- WORK REQUEST -
A word-for-word transcription of the records is required.

[GIVEN INFORMATION — start]

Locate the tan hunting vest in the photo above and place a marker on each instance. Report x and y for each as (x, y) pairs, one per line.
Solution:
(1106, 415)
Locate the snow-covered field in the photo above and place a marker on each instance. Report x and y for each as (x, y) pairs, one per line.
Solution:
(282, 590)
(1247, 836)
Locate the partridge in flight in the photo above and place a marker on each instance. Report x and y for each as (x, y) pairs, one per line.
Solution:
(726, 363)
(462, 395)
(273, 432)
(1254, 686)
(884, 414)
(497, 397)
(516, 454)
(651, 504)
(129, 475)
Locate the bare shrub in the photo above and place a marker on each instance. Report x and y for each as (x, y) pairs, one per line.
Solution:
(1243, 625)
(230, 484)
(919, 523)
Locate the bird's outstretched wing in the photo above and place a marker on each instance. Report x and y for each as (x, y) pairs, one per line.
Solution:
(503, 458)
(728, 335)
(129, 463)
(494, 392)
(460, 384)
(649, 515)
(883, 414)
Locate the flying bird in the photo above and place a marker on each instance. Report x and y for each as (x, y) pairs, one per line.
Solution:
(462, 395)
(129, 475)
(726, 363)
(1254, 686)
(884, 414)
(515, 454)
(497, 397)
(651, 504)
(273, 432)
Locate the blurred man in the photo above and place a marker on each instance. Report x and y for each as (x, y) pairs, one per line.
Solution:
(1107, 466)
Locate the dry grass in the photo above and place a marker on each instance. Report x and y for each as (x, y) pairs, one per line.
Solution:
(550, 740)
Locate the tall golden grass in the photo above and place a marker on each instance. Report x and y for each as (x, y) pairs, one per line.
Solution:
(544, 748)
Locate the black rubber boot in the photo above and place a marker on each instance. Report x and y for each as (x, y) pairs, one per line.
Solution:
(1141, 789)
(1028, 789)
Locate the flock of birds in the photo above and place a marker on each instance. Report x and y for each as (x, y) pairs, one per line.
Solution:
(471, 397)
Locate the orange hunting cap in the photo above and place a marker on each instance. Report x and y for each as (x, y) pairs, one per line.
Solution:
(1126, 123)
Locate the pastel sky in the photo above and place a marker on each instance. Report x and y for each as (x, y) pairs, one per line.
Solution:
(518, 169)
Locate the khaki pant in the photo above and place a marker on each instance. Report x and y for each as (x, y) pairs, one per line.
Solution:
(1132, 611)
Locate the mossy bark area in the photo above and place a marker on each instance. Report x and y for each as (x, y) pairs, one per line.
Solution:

[GIVEN INFORMATION — finish]

- SOLUTION TO THIS TASK -
Locate the tan hunting vest in the photo above and place a marker on each instance. Report x and y for each as (x, y) pairs, one per line.
Solution:
(1106, 415)
Locate the snow-covered field in the photo above and place a marker on each instance. Report x and y for each as (x, y) pairs, one per line.
Solution:
(282, 590)
(1247, 836)
Locate the partridge in flight in the photo above and place a marker on each instance. Report x and y for each as (x, y) pairs, one per line.
Solution:
(726, 363)
(462, 395)
(273, 432)
(1254, 686)
(884, 414)
(497, 397)
(516, 454)
(651, 504)
(129, 475)
Locate the bare shrub in the photo above and place a marker on each instance. Report x and y for each as (x, y) pairs, one per line.
Solution:
(1243, 625)
(230, 484)
(919, 523)
Locate the bird's outstretched wing in the photo above and place a marker on each instance. Report x and y for each as (x, y) pairs, one per line.
Solution:
(503, 458)
(728, 335)
(129, 463)
(494, 392)
(460, 384)
(649, 515)
(883, 414)
Locate the flying bird in the photo above and place a marker on each instance. Report x and y for each as (x, y) pairs, one per line.
Solution:
(462, 395)
(129, 475)
(726, 363)
(1254, 686)
(884, 414)
(515, 454)
(497, 397)
(651, 504)
(273, 432)
Locate the blurred man in the photo above and place a marker on each instance. Report x and y for each as (x, y) pairs, one per line.
Solution:
(1107, 466)
Locate the dry grass in the photo above and place a marker on each instance. Report x and y for each as (x, y) pairs, one per line.
Solution:
(550, 740)
Locate the tall golden grass in the photo above and place a marker on each instance. Report x and y for each as (x, y) pairs, one per line.
Solution:
(544, 748)
Locate the black rubber boot in the photo above and place a marker on each instance. Report x and y for each as (x, y) pairs, one per line.
Solution:
(1141, 789)
(1028, 789)
Locate the flock of birds in the photo above and place a marker on each instance. Report x and y for each as (x, y) pairs, one per line.
Solution:
(471, 397)
Locate the orange hunting cap in the photo above and place a marker on each instance. Report x and y for each as (x, y) pairs, one per line.
Solution:
(1126, 123)
Locate the pastel sky in the photo above and place a marker on each instance. Report x and y for each as (x, y) pairs, one per line.
Solution:
(518, 169)
Locate the khaki pant in the photo above and place a marker on each instance. Report x and y for each as (x, y) pairs, one per line.
Solution:
(1132, 611)
Locate the mossy bark area in the photo above and place a marker on each instance. Report x and y for each as (x, y) pairs, one per line.
Solution:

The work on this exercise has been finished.